READING PASSAGE:
──────
The publication was a ‘maelstrom’ whipped up by a ‘dubious stratagem,’ provoking an ‘irredeemable problem,’ we were told by mainstream media. Then, thirty five poets from all corners of the country promptly turned up to celebrate great writing at the New School, New York, in the largest ever launch of an annual volume in the Best American Poetry series.
Editors David Lehman and Sherman Alexie spoke warmly of the contributors (or rather, as David suggested, presidential candidates) and the 400-strong audience were exuberant throughout, with a standing ovation for Aira Dee Matthews’ incisive thought- and form-provoking ‘If My Late Grandmother Were Gertrude Stein.'
2015 was another good year for house names as well as rising stars. Saeed Jones, whose debut Prelude to Bruise was published last year, held the audience with a sparse and incisive poem, a 'reflection on the limitations of what we know about our lovers.' Baltimore-born Cody Walker tore the roof off the eighty-four-year-old college auditorium with his exhortation-as-poem ‘Trades I Would Make.’ Although it is quite a lengthy poem, shouts of “read it again” were heard at least once from the audience.
Like Walker’s piece, Dennis Nurkse’s ‘Plutonium’ gained particular resonance read aloud. As with Donald Platt’s also, these multi-page poems were long enough to address an issue of substantial importance (atomic energy, say, or the life of an African American boxer, dead at twenty-five), yet concise enough to hold an audience hearing more than thirty recitations in a ninety-minute period.
American poets are evidently still occupied, as Whitman was, with the body and its relation to the current status of its environment. The voice of Mark Bibbins’ poem confesses “I don’t even know/ who I’m kissing anymore, do you?” while Sarah Arvio’s poem addresses an out-of-time saviour: “You’ve saved my old body from the fatwa."
Such poets are, in their most basic renditions, coy autographers of everyday life, yet this work offers well-grounded claims about the body which extend beyond the personal into an arena of thought usually occupied by discussions of the private citizen and the body politic. Jericho Brown is more directly political on this subject, '[n]obody in this nation feels safe, and I’m still a reason why.'
The ‘who’ and ‘what’ of a walking, talking biology is being assessed lyrically here, and a socialized, public conception of relatedness now meets the tradition of personal expression in text. What does Dana Levin’s speaker propose when, seeing a starfish in the sea and deciding to film it, she memorializes this way: 'I stood and I shot them.' Humans negotiate their personal encounters with the world differently with time, and such poetry reports from the front lines of these shifting borders.
Close listening was needed for the judicious word choice and clinical deployment of text by Terence Winch, Susan Terris, and Monica Youn. Additional spacing and line breaks, as well as numbered sections played an important role in these compact pieces. Such techniques for vocal nuance are not easy to articulate at public readings but were well used in place of the more rigid divisions of comma, period and em-dash. The last of the readers announced that she was 'all that was standing between the audience and a drink,' an insight that brought one final shout of raucous laughter before David Lehman brought the evening to a close.
──────
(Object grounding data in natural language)
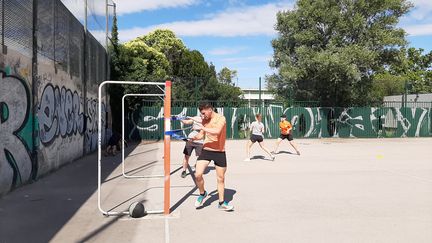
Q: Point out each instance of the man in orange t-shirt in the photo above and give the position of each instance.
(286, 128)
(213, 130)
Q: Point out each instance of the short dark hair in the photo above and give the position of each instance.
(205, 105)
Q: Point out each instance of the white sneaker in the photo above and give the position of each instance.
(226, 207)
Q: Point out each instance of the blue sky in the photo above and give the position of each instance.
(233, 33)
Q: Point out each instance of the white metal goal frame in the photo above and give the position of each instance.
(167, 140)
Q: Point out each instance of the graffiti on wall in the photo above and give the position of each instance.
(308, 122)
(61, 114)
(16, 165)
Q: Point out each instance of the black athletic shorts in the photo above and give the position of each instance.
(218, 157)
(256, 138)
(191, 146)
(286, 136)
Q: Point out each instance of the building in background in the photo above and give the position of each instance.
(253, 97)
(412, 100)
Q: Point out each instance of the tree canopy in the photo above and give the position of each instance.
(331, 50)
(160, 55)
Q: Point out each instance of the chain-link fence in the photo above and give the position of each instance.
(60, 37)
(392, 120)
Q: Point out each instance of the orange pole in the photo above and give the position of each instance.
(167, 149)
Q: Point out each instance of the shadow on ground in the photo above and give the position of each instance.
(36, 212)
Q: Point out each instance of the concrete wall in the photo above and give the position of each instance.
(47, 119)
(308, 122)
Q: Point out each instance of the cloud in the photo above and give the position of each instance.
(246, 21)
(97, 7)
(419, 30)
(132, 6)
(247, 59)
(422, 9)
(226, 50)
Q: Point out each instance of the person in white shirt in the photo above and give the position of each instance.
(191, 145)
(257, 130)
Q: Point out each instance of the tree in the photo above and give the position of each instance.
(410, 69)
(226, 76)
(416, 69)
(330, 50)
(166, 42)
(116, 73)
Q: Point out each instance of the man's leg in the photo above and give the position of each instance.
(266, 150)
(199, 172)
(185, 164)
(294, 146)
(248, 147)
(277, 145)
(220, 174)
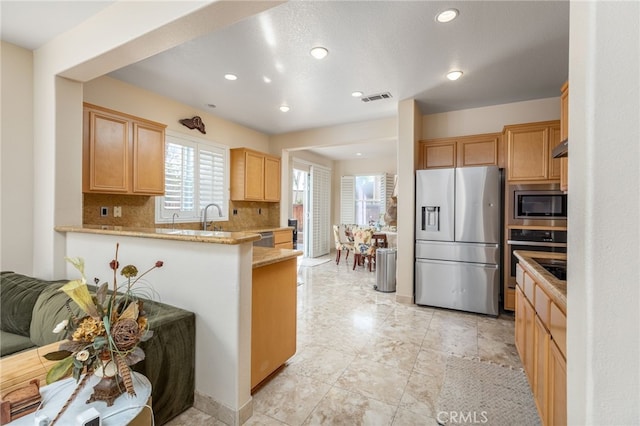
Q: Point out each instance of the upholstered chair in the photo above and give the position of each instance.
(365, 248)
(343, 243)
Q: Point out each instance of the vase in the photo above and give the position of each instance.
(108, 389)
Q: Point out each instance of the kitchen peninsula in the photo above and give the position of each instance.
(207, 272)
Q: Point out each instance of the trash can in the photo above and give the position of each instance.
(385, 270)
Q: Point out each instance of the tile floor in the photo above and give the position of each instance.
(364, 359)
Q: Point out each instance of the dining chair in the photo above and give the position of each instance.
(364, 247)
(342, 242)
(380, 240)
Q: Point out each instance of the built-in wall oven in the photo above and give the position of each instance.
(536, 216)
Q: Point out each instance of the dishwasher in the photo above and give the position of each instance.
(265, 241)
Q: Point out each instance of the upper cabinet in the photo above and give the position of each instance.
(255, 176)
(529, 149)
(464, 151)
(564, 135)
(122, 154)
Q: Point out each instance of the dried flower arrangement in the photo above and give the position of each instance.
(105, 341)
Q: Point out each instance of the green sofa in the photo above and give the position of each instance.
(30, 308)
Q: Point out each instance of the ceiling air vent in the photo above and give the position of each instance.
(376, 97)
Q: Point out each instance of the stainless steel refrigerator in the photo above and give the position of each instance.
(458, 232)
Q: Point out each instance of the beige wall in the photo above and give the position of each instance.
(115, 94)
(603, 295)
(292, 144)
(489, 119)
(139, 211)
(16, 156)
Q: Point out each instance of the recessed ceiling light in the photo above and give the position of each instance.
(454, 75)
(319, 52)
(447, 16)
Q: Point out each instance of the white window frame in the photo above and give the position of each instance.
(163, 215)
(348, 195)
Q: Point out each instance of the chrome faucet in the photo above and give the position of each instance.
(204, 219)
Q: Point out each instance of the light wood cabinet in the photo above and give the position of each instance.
──────
YOUR OBJECTIVE:
Quote the passage from the account of the Best American Poetry launch reading, beginning with "Like Walker’s piece, Dennis" and continuing through "a ninety-minute period.".

WRITTEN ANSWER:
Like Walker’s piece, Dennis Nurkse’s ‘Plutonium’ gained particular resonance read aloud. As with Donald Platt’s also, these multi-page poems were long enough to address an issue of substantial importance (atomic energy, say, or the life of an African American boxer, dead at twenty-five), yet concise enough to hold an audience hearing more than thirty recitations in a ninety-minute period.